**TASK INPUT**
_ _ _ _

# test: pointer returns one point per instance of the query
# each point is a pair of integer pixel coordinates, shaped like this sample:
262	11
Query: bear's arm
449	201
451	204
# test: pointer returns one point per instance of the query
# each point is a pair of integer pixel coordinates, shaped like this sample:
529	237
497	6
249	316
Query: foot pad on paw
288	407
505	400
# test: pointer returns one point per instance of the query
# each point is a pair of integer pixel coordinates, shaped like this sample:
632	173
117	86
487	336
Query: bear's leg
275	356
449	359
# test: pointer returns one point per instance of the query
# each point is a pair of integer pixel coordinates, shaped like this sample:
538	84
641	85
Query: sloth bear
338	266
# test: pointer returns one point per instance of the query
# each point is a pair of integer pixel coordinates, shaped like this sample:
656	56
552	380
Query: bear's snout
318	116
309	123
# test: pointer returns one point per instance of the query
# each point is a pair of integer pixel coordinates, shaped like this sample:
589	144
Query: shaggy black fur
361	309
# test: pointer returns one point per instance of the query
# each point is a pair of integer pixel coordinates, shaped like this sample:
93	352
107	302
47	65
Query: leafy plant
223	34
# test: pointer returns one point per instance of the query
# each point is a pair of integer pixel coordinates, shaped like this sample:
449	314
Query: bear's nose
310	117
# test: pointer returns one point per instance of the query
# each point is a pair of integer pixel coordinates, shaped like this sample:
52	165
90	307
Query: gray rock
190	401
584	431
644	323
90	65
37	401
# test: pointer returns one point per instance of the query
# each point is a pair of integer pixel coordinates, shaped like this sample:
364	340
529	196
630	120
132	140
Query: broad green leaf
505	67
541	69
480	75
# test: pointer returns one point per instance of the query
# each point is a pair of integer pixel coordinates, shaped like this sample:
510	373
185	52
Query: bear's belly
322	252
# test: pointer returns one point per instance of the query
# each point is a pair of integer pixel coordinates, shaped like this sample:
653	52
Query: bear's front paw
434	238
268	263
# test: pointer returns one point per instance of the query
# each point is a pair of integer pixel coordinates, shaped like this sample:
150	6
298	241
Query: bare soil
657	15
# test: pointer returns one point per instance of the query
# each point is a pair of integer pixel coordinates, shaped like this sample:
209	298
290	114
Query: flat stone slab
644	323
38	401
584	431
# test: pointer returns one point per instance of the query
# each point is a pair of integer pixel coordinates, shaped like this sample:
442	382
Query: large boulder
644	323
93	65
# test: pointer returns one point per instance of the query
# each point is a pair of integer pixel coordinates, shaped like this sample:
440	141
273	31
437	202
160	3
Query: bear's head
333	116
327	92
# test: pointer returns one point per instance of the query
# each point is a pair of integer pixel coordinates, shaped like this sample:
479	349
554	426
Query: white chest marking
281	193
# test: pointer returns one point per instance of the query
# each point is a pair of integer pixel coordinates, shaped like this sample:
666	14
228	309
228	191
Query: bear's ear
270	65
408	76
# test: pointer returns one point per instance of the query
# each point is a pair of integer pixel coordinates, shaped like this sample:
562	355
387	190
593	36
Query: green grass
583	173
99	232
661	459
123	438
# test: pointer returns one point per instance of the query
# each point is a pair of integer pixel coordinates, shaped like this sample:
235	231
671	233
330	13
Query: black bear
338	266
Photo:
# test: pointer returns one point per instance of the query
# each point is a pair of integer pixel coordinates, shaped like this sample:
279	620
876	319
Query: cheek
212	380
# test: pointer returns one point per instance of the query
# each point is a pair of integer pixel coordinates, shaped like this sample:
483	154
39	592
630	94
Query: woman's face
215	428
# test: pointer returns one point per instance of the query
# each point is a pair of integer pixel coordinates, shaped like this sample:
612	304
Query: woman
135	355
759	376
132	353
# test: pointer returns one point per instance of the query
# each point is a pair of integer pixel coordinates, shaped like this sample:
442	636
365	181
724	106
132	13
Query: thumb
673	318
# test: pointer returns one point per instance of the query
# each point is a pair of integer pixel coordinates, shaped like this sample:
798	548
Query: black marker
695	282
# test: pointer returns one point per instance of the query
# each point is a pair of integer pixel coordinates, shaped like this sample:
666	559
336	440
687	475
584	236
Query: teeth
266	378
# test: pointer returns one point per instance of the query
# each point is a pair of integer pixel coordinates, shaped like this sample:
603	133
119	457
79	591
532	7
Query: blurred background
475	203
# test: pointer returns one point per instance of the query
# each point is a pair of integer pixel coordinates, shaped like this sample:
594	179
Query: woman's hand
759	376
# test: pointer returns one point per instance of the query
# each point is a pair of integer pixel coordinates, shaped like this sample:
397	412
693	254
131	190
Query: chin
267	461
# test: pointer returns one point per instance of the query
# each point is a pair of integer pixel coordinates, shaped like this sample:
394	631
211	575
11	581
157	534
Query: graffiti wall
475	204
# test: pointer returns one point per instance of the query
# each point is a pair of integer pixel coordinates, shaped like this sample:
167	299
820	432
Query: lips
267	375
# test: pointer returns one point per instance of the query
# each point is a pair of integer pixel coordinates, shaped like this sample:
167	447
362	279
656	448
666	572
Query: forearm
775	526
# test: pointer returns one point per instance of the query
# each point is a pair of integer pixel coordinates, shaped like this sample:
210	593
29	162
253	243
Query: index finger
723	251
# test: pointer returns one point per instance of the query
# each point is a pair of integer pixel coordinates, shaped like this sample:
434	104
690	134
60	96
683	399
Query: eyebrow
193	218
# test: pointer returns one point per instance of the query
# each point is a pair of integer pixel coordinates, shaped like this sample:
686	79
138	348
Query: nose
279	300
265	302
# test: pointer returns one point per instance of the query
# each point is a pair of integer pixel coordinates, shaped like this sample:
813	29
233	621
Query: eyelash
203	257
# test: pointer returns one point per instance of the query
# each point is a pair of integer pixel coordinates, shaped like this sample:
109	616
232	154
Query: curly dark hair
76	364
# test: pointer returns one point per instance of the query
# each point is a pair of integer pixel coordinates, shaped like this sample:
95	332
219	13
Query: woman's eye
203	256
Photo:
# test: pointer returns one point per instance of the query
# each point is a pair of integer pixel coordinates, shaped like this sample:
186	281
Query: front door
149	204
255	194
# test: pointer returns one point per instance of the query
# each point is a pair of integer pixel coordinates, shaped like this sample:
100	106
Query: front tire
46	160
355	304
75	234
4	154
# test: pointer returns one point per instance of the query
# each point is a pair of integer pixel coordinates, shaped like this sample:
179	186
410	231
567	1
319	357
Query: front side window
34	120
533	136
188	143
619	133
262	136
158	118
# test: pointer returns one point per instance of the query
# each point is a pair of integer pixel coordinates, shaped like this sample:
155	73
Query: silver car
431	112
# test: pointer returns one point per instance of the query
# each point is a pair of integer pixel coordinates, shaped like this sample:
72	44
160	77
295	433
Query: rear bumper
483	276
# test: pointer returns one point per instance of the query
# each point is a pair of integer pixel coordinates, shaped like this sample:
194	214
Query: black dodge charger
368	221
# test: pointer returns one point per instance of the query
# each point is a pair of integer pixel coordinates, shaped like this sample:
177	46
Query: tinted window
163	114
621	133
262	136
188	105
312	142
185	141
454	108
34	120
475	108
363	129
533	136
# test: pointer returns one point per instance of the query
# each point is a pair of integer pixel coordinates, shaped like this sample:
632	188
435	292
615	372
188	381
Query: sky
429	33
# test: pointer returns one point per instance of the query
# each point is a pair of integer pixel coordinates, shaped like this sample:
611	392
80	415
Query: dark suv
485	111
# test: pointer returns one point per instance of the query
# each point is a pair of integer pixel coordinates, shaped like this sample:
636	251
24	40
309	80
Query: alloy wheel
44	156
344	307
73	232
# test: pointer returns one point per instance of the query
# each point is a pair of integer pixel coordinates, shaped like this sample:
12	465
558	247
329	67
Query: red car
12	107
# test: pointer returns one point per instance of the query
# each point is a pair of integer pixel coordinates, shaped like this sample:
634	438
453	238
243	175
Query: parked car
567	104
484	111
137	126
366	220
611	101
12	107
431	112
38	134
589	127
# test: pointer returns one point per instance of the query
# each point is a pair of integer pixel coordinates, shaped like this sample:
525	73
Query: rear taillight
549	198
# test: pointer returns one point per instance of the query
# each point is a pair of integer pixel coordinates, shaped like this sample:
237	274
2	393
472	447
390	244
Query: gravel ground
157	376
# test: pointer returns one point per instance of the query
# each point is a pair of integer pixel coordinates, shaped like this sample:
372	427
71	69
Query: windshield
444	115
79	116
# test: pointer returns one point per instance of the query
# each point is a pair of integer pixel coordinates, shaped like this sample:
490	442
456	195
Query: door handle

_ _ _ _

**WHAT YOU NEED TO DO**
Which lines in the rows above contain the word "black"? Find each one and copy it out in full.

**ANSWER IN FULL**
Query: shaggy black fur
Query: black bear
Query: black marker
Query: black dodge charger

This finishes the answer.